It would help if you retyped the data exactly, leaving out the pictures.
◇ ◇ ◇ ◇
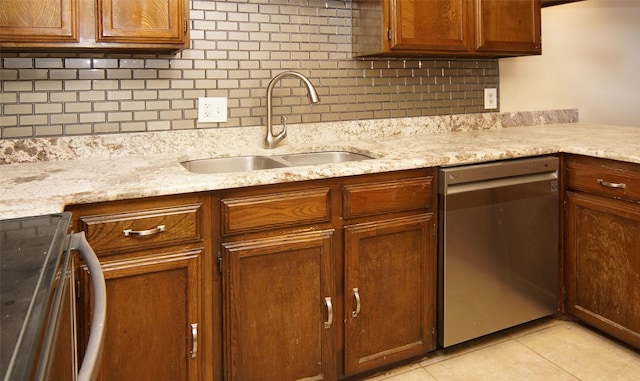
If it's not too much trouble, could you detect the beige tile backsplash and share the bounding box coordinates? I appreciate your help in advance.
[0,0,498,139]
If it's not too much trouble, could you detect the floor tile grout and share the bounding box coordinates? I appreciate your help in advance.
[363,317,640,381]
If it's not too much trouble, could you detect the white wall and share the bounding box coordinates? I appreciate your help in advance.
[499,0,640,127]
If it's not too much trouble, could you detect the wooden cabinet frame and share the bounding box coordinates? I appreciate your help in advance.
[0,0,189,53]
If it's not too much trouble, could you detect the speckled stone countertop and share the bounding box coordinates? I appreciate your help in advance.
[2,112,639,220]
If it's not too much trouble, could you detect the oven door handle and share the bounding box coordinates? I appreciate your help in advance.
[71,232,107,381]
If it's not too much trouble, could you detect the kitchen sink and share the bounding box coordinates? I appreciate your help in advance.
[278,151,373,166]
[180,151,373,174]
[181,156,288,174]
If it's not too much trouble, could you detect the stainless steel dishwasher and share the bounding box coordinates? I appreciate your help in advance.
[438,156,559,347]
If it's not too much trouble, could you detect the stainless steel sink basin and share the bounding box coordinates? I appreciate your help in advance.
[278,151,373,166]
[181,156,288,174]
[181,151,373,174]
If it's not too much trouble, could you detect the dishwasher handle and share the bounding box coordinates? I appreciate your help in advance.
[442,171,558,195]
[70,232,107,381]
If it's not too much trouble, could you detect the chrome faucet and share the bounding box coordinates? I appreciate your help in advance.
[264,71,320,149]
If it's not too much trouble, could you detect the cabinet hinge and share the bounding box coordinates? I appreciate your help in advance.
[184,18,188,35]
[387,28,391,41]
[563,199,567,212]
[217,250,222,274]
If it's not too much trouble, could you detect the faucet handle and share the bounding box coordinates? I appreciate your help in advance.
[282,116,287,130]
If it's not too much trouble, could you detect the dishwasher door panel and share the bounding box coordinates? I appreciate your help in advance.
[438,159,559,348]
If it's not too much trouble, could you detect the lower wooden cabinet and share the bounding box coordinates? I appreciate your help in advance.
[219,169,437,380]
[221,231,336,381]
[344,214,436,375]
[564,154,640,350]
[78,249,202,380]
[565,192,640,349]
[67,193,215,381]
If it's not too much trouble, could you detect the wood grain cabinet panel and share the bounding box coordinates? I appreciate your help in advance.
[67,192,214,381]
[390,0,473,53]
[343,177,433,218]
[77,203,204,255]
[97,0,187,45]
[221,188,331,236]
[564,155,640,350]
[565,154,640,202]
[78,250,202,381]
[353,0,541,57]
[475,0,541,54]
[219,169,437,380]
[0,0,78,42]
[344,214,436,375]
[221,231,336,381]
[0,0,188,52]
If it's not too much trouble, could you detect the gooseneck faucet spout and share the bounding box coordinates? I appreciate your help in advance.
[264,71,320,149]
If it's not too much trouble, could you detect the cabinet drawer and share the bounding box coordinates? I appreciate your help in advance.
[565,155,640,202]
[78,204,204,254]
[343,177,433,218]
[222,188,331,235]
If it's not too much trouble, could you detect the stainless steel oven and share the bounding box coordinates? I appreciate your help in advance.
[1,213,106,381]
[438,156,560,347]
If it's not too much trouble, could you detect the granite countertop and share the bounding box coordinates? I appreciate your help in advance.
[1,121,639,220]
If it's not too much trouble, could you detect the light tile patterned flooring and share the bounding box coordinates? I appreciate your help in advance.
[364,317,640,381]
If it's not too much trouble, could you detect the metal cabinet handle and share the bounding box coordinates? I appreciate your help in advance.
[352,288,361,318]
[324,297,333,329]
[190,323,198,359]
[597,179,627,189]
[122,225,165,237]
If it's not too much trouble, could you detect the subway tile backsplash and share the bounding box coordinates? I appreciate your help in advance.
[0,0,498,139]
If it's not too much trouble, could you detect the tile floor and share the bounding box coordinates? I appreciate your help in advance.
[363,317,640,381]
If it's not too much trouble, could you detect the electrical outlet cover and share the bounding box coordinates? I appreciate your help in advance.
[484,88,498,110]
[198,97,227,123]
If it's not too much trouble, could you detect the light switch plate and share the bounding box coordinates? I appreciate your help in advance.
[198,97,227,123]
[484,88,498,110]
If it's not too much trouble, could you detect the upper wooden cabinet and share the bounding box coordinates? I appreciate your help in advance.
[352,0,541,57]
[388,0,474,53]
[475,0,541,54]
[0,0,189,53]
[0,0,78,43]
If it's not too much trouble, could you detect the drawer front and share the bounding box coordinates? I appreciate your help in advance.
[78,204,203,254]
[343,177,433,218]
[222,188,331,235]
[565,155,640,202]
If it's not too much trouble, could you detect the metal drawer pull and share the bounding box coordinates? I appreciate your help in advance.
[352,288,361,318]
[190,323,198,359]
[122,225,165,237]
[324,297,333,329]
[597,179,627,189]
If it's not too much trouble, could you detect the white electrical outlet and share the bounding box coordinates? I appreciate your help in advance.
[484,88,498,110]
[198,97,227,123]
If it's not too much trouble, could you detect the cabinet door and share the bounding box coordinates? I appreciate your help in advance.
[0,0,78,42]
[222,230,336,381]
[475,0,541,54]
[78,249,202,381]
[96,0,187,45]
[390,0,473,52]
[344,214,436,375]
[565,192,640,349]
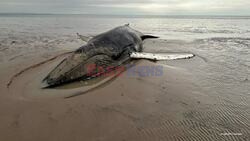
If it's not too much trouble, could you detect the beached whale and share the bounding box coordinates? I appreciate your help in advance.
[43,25,194,87]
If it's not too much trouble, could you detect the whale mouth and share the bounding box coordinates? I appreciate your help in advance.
[43,53,116,87]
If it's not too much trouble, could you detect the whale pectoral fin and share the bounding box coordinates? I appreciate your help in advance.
[130,52,195,61]
[141,35,159,40]
[76,33,92,42]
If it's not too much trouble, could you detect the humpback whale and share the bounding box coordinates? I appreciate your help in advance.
[43,25,194,87]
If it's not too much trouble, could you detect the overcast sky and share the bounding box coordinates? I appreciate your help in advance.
[1,0,250,15]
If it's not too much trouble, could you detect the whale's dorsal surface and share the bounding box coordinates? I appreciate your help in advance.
[44,25,194,87]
◇ ◇ ◇ ◇
# Response to this exercise
If it's not too much trouble, could you detect the beige tile backsplash and share the bounding box coordinates? I appreciate your help in advance.
[0,0,498,139]
If it's not too much trouble, could you detect the floor tile grout and share the bounding box coordinates? I appreciate your help in advance.
[363,317,640,381]
If it's not too much trouble, could you detect the white wall and share the bounding box coordinates? I appreciate your help in advance.
[499,0,640,127]
If it's not too much trouble, could you detect the wooden cabinet frame and share the bounding box coordinates? I appreciate your help in advance.
[0,0,189,53]
If it's not too much trouble, could you detect the speckled stone countertop and share the bounding box coordinates? I appreciate your help in advance.
[2,112,639,220]
If it's not too much trouble, could you detect the oven door handle and share the bounding box coordinates? I appreciate your help in advance.
[71,232,107,381]
If it's not too much trouble, could you detect the kitchen sink and share the bounding box coordinates? I appreciate your help in advance.
[278,151,373,166]
[180,151,373,174]
[181,156,288,174]
If it's not too much trouble, could you detect the stainless steel dishwasher and share the bounding box coordinates? I appreciate your help in advance.
[438,156,559,347]
If it's not too much trouble, could you detect the stainless steel sink basin and share the bounding box coordinates? I appreciate your help in advance.
[278,151,373,166]
[181,156,288,174]
[181,151,373,174]
If it's not too much trouble, could you detect the dishwasher handle and share the bounding box coordinates? I appreciate your help in advance.
[442,171,558,195]
[70,232,107,381]
If it's not too much trouble, could you detect the chrome faucet and share the bounding box coordinates? I appreciate your help in advance.
[264,71,320,149]
If it's not too much trouble, could you detect the cabinet hinge and share the bounding box coordinates? I appreciate your help in advance.
[184,18,188,35]
[387,28,391,41]
[563,199,567,212]
[217,250,222,274]
If it's not too much trouble, could you detect the faucet handle and share the bounding box coordinates? I appreciate your help in advance.
[282,116,287,130]
If it's not too much trouble, could you detect the dishwasher door panel and share the bounding box coordinates? I appreciate your help in advance.
[438,159,559,348]
If it's not too much trouble, could you detect the lower wooden cabinet and share the bounding box coordinates? I appreciate your help in advance.
[219,169,437,380]
[221,231,336,381]
[344,214,436,375]
[564,154,640,350]
[78,249,202,380]
[565,192,640,349]
[67,193,215,381]
If it's not too much trouble, could you detect the wood grain cabinet panel and share the bounding box coordinates? I appreciate your help in advance.
[67,192,214,381]
[390,0,473,53]
[343,177,433,218]
[77,203,204,255]
[97,0,187,45]
[221,188,331,236]
[564,155,640,350]
[565,154,640,202]
[78,250,202,381]
[353,0,541,57]
[475,0,541,54]
[219,169,437,380]
[0,0,78,42]
[344,214,436,375]
[221,231,336,381]
[0,0,188,52]
If it's not too much trouble, could you detect the gooseneck faucet spout and share the bounding box coordinates? I appreciate your help in advance.
[264,71,320,149]
If it's not too much trouble, could you detect the cabinet drawer and share the bounding box coordinates? I appreciate your help in advance.
[565,155,640,202]
[78,204,204,254]
[343,177,433,218]
[222,188,331,235]
If it's not too much trouble, could you detect the stainless steel oven and share the bounding box coordinates? I appreciate your help in advance.
[1,213,106,381]
[438,156,560,347]
If it's not too much trouble, could you detect the granite countertop and share the bounding box coordinates? I appreciate your help in advance.
[1,121,639,220]
If it's not too much trouble, could you detect the light tile patterned flooring and share the bounding box coordinates? I appreciate your help in advance.
[364,317,640,381]
If it's not too much trouble, could you detect the metal cabinet handle and share the bounding box coordinates? I appreciate your help in advance.
[352,288,361,318]
[324,297,333,329]
[190,323,198,359]
[597,179,627,189]
[122,225,165,237]
If it's not too much trouble, could you detect the subway tile backsplash and share the bounding box coordinates? I appreciate your help in advance.
[0,0,498,139]
If it's not too much trouble, could you detect the tile floor and share the bounding box coordinates? I appreciate your help in advance.
[363,317,640,381]
If it's not too much trouble, could you detect the electrical outlet cover and share the bounding box coordinates? I appreciate your help in advance.
[484,88,498,110]
[198,97,227,123]
If it's not too much trouble, could you detect the light switch plate and share the bounding box coordinates? I appreciate your help in advance.
[198,97,227,123]
[484,88,498,110]
If it's not too much trouble, could you detect the upper wooden cabinet and share the bounding box coordinates? I appreciate your help in advance.
[352,0,541,57]
[388,0,474,53]
[475,0,541,54]
[0,0,189,53]
[0,0,78,43]
If it's not too much trouble, could you detect the drawer front and share the bounding box coordinates? I appreciate your help in advance.
[78,204,203,254]
[343,177,433,218]
[222,188,331,235]
[565,155,640,202]
If it's not too much trouble, could you detect the metal drawer pull and share the bounding box coordinates? I appreciate your help in advance.
[352,288,361,318]
[190,323,198,359]
[122,225,165,237]
[324,297,333,329]
[597,179,627,189]
If it's not too much trouble, could you detect the white electrical outlet and share the bounding box coordinates? I appreciate your help in advance.
[484,88,498,110]
[198,97,227,123]
If it's not too much trouble, could you detect the cabinet door and share the bounding box coordinates? I appreciate your help in advance.
[0,0,78,42]
[222,230,336,381]
[475,0,541,54]
[78,249,202,381]
[96,0,187,45]
[390,0,473,52]
[344,214,436,375]
[565,192,640,349]
If it's not too much trouble, could you detect the beached whale and share the bounding box coordinates? I appreciate your help in advance.
[43,25,194,87]
If it's not too much trouble, could you detect the whale mouth and share the bounding box coordinates? I appreciate your help in advance.
[43,53,116,87]
If it's not too much trouble, could you detect the whale pectoral fin and share the bounding box coordinates? I appreciate your help in advance.
[130,52,195,61]
[141,35,159,40]
[76,33,92,42]
If it's not too much trouble, could you detect the humpback whale and share the bounding box coordinates? I appreciate your help in advance.
[43,25,194,87]
If it's not too much trouble, could you detect the overcast sky and share the bounding box coordinates? I appreciate your help in advance.
[1,0,250,15]
If it's not too much trouble, could you detect the whale's dorsal surface and share the bounding box coordinates? I appreciate your help in advance.
[44,25,194,87]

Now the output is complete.